**ENTRIES SHOWN:**
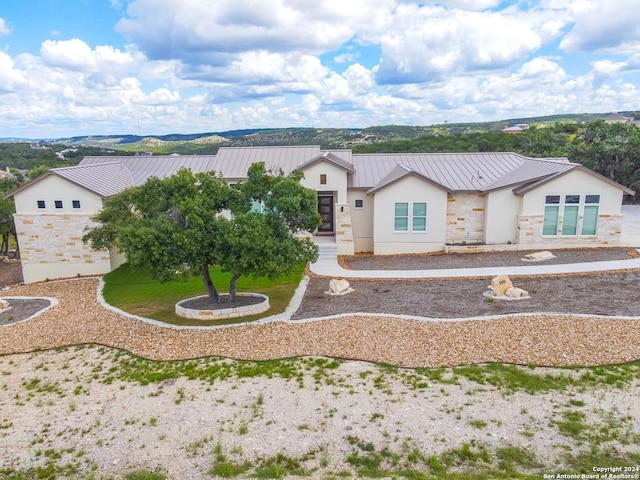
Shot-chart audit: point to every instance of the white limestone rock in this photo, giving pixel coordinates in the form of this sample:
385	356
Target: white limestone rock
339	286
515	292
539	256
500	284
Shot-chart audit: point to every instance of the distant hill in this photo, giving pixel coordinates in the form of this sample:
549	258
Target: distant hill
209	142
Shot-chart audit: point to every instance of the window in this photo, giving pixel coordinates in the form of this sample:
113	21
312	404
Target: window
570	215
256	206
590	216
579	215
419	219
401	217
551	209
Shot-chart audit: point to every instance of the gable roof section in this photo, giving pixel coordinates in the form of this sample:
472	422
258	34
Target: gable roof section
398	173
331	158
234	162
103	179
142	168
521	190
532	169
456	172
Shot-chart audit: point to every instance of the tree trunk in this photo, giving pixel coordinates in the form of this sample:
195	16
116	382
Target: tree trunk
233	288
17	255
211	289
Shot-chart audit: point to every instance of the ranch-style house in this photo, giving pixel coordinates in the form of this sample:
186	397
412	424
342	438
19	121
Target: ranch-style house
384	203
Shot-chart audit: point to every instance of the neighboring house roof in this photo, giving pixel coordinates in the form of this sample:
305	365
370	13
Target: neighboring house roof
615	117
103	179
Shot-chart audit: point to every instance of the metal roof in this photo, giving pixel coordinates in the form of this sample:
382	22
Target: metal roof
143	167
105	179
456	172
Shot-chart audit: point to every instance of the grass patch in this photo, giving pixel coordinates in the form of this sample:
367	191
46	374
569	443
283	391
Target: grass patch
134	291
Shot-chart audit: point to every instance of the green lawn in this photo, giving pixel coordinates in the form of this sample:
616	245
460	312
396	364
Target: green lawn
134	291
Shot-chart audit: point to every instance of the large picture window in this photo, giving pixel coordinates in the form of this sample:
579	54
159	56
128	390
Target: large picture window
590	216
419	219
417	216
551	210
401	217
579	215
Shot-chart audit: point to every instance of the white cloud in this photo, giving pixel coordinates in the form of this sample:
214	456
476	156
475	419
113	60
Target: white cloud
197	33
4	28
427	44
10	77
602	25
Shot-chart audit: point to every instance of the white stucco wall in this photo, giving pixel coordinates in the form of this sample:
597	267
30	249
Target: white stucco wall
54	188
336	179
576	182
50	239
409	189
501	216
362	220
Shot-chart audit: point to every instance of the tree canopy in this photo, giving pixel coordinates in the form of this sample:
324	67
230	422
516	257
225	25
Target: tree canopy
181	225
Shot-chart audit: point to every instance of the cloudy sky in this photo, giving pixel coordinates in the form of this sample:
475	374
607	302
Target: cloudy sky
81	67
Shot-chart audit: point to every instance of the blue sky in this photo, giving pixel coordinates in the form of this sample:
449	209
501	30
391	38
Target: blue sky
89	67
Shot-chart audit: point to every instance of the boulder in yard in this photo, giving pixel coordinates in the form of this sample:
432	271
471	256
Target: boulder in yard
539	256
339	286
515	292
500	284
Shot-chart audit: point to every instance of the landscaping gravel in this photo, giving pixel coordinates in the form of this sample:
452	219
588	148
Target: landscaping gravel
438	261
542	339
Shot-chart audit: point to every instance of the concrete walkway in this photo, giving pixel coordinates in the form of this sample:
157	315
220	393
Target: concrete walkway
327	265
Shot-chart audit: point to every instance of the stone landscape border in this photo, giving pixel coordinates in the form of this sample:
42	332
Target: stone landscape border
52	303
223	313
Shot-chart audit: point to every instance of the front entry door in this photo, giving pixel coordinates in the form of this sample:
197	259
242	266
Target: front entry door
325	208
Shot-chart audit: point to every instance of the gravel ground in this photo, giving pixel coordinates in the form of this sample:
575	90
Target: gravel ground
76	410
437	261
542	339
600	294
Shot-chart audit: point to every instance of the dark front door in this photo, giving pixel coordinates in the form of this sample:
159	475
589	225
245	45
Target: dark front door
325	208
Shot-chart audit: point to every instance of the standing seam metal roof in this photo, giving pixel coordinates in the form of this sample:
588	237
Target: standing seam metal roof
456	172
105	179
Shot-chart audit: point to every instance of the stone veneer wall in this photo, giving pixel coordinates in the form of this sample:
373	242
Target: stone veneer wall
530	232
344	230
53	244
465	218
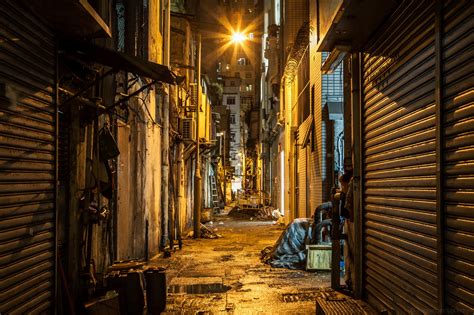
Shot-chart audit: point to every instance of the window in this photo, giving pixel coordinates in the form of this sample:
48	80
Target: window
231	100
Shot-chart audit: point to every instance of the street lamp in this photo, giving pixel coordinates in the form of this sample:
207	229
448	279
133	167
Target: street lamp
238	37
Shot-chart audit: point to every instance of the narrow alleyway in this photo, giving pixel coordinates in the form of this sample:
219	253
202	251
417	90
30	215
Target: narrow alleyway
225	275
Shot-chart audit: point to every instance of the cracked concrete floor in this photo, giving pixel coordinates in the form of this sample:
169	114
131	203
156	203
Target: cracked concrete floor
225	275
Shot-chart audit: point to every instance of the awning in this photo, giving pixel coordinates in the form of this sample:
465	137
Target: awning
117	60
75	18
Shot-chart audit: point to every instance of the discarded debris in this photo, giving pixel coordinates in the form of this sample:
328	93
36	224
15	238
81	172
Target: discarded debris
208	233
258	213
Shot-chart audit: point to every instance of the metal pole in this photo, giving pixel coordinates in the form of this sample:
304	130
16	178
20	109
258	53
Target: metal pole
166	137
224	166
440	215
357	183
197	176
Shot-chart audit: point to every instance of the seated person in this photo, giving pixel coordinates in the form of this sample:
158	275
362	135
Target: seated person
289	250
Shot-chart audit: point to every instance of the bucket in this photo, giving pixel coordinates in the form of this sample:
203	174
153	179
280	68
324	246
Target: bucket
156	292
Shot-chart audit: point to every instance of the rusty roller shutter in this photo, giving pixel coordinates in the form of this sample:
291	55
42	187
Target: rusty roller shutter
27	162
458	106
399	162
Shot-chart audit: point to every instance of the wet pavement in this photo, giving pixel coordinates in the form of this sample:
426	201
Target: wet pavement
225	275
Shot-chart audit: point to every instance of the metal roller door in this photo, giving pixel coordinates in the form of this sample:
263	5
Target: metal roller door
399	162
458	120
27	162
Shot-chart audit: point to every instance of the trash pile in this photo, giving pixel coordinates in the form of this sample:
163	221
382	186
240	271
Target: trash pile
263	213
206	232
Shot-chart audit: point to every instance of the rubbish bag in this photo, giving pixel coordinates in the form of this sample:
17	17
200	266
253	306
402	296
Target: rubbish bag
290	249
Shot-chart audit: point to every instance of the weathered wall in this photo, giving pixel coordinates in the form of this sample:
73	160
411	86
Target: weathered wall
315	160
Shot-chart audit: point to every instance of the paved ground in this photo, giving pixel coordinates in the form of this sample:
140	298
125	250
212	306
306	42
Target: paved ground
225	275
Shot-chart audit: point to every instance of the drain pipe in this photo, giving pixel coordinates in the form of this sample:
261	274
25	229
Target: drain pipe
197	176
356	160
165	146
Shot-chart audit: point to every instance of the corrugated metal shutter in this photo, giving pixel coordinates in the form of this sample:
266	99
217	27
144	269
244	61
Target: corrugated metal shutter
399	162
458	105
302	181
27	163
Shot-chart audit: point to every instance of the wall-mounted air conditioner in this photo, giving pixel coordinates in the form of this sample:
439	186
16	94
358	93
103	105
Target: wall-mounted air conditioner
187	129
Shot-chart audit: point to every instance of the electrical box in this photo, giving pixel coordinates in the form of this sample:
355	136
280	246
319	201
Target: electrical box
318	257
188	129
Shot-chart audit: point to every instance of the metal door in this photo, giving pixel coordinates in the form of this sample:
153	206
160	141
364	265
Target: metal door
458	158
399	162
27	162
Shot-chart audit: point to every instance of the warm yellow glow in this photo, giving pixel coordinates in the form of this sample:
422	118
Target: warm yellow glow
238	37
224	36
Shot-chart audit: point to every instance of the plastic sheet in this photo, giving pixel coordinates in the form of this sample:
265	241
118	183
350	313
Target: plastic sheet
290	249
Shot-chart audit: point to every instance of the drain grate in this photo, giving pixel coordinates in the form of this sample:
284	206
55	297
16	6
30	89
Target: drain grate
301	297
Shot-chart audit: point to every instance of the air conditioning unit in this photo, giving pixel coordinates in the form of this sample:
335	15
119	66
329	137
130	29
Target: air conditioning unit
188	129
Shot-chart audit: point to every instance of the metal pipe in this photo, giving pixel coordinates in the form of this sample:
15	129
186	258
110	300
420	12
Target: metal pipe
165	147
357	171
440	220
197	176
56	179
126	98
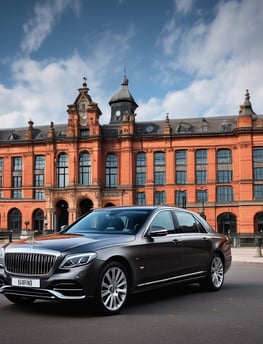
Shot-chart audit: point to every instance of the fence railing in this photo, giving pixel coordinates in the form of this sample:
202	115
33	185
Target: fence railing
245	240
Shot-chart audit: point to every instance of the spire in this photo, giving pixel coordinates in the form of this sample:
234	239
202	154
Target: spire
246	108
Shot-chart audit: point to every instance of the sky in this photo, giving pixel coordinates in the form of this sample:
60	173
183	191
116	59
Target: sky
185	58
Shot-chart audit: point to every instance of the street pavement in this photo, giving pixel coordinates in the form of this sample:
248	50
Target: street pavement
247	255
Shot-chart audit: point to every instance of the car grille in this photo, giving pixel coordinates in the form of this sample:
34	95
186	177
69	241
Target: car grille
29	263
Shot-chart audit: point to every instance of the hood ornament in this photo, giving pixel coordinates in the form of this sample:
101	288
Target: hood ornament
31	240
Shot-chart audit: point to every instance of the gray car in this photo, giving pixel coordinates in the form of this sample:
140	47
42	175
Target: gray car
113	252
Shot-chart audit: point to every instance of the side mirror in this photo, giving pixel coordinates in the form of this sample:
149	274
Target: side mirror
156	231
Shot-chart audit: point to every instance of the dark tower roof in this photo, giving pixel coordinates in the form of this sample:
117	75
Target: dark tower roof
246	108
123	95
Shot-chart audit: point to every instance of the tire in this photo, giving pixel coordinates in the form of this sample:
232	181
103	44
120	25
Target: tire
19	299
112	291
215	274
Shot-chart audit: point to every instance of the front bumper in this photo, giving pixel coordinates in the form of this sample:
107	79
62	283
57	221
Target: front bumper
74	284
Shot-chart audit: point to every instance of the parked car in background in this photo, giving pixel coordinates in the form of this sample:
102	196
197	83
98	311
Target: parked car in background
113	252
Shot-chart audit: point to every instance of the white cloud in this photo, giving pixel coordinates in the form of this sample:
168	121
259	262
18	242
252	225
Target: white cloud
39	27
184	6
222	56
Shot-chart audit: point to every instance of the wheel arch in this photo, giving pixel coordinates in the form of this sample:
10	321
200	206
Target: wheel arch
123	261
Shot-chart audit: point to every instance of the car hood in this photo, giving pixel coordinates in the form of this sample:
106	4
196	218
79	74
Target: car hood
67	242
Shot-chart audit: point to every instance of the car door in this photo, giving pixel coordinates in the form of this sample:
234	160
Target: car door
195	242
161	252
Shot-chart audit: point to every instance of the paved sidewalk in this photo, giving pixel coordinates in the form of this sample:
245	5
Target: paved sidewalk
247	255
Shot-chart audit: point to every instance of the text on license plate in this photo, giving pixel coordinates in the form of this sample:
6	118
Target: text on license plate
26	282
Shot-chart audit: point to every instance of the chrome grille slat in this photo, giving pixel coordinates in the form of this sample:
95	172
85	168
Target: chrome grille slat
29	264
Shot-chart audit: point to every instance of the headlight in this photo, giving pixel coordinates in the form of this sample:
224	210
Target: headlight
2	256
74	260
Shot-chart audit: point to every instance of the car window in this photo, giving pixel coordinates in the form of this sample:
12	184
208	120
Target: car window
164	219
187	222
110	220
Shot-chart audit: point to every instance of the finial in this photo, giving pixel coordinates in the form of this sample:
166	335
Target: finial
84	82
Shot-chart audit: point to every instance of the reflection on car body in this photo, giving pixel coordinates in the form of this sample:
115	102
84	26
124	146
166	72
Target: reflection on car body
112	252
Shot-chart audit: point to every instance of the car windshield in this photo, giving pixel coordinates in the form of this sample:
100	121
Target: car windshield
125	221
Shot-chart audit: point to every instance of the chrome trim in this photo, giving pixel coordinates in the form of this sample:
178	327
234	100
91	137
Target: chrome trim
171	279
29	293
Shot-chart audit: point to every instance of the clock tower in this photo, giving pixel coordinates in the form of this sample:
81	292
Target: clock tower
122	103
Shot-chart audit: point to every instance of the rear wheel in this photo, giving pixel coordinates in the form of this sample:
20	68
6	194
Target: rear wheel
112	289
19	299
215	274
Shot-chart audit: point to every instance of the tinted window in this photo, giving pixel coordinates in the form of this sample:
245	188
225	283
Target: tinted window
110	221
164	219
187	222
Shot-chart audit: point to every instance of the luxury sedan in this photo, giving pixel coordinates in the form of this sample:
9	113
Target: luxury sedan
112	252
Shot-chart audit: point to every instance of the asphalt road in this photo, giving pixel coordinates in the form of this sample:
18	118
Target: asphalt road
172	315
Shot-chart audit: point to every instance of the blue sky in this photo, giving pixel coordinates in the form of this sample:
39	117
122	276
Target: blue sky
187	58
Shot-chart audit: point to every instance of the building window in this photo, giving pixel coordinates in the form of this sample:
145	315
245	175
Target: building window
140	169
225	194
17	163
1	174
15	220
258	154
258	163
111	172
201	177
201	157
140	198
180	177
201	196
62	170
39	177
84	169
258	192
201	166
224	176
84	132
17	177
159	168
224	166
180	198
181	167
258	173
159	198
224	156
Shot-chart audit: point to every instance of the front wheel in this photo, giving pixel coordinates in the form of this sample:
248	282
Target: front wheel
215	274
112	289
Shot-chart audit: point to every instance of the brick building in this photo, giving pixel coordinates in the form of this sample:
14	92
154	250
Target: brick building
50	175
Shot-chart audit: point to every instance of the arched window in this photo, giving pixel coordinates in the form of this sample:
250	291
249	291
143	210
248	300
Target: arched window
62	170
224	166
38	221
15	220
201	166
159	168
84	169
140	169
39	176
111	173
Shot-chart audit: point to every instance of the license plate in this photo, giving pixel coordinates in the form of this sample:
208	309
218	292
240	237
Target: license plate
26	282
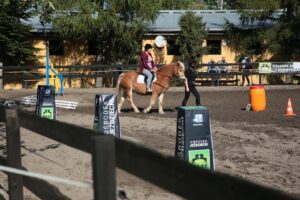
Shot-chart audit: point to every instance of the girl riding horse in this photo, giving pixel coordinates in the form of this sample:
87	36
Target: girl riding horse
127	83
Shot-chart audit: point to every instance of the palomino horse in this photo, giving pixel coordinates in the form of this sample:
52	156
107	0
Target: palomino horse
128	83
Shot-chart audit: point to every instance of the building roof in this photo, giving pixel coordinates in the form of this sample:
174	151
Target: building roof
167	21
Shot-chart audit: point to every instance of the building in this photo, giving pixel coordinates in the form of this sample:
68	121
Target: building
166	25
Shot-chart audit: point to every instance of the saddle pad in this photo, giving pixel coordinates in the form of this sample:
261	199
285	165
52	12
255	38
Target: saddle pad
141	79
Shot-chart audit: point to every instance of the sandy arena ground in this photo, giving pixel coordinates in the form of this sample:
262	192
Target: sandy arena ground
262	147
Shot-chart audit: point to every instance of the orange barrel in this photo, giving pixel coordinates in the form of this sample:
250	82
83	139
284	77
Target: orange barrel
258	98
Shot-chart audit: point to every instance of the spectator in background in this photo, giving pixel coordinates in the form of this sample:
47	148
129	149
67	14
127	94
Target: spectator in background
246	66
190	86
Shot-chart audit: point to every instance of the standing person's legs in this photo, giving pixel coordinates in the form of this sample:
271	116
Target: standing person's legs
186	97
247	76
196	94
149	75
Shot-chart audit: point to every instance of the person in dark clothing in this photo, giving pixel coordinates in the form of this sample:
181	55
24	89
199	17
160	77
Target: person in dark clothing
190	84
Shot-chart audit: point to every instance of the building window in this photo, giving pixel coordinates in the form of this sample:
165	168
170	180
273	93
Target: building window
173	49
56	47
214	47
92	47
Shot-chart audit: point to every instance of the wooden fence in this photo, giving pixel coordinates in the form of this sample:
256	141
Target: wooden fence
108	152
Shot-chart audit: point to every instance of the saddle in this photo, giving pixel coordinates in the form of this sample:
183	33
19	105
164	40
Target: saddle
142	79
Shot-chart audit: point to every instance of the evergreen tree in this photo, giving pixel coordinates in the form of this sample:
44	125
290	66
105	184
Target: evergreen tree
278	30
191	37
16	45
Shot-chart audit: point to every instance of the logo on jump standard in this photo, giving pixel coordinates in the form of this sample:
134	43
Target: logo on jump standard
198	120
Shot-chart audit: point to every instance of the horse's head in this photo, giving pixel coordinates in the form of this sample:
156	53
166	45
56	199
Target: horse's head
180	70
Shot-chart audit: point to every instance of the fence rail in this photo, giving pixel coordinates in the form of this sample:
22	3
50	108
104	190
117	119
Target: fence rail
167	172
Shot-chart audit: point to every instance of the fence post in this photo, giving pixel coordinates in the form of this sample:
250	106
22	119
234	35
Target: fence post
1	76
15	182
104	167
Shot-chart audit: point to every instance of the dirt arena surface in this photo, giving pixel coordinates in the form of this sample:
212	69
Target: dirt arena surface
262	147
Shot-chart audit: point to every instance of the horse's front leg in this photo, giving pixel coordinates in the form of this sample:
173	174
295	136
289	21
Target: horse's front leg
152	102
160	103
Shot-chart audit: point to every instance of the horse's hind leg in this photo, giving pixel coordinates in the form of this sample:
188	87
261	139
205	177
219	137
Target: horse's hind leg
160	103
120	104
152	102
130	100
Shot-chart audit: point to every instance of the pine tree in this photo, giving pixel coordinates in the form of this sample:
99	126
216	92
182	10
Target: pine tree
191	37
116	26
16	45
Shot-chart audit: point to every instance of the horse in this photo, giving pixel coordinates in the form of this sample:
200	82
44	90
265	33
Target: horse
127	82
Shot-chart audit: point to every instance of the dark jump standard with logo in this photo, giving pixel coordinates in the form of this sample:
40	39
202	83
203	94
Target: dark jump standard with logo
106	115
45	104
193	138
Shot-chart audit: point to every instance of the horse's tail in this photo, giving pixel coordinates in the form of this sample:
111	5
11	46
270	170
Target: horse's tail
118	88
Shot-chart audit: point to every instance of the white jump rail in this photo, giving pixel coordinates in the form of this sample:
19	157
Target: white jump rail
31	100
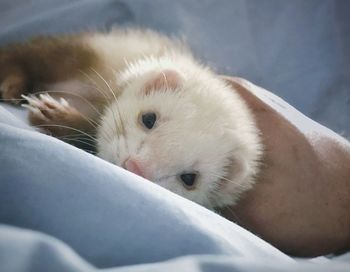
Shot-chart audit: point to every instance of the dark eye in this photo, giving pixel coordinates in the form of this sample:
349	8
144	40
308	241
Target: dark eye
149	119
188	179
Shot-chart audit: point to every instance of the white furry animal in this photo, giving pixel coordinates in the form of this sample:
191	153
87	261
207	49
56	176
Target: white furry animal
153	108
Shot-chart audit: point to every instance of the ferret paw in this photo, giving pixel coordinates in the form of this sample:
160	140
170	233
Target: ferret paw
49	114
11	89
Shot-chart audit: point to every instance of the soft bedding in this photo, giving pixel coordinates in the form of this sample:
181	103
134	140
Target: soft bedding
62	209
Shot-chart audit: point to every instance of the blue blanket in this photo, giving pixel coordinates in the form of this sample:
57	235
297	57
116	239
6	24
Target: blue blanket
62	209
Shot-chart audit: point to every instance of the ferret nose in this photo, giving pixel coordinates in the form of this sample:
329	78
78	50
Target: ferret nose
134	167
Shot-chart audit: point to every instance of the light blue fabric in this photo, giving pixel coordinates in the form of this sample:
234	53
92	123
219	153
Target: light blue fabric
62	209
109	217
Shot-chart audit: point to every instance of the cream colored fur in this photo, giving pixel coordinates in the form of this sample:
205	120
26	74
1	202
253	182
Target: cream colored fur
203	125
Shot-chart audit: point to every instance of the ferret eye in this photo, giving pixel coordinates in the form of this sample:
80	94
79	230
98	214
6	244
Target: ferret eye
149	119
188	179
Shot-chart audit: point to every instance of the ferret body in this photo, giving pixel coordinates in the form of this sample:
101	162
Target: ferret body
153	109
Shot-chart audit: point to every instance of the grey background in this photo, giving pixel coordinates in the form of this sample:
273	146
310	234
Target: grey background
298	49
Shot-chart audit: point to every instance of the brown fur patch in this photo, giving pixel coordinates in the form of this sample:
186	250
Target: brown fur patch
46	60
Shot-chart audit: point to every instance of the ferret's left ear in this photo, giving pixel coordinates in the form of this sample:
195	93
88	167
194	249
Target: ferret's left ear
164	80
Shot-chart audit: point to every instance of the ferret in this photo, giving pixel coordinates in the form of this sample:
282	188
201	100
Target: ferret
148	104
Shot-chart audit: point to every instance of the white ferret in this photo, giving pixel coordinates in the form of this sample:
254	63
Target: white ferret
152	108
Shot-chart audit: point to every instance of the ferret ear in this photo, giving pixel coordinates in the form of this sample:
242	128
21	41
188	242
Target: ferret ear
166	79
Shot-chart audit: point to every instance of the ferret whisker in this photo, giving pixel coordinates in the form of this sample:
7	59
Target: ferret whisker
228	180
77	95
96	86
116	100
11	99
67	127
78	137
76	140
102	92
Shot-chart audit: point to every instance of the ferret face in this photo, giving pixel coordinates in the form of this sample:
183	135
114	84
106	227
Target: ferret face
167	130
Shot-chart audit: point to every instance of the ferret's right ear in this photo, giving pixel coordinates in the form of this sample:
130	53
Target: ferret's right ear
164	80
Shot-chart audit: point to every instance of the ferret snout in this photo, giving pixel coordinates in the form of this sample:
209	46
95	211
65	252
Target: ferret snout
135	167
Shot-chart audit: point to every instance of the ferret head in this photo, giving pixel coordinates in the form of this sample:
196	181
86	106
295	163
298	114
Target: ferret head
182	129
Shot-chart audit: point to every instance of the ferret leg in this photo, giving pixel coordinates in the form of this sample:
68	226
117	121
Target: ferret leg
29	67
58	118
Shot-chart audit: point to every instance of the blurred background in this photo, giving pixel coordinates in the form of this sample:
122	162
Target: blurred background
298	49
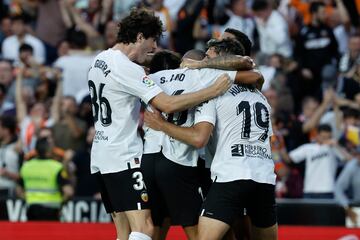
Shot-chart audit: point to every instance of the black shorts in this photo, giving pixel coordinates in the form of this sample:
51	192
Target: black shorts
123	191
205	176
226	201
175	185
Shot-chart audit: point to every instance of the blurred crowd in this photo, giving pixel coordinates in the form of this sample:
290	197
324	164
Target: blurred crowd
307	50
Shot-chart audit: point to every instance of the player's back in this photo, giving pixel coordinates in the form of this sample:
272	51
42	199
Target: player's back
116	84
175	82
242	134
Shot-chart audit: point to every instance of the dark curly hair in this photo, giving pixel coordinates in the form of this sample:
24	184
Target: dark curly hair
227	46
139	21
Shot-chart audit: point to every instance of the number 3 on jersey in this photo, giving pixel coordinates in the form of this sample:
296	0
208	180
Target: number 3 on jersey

**TO DO:** Where does the word "number" show up in the material? Copy out each line that has it.

**RESPONSE FOR THIS EXERCISE:**
Shot-chart audit: point to every instance of the number 3 on jersey in this photo, giving pixel coordinates in the form of this sample:
Target: number 3 on jersey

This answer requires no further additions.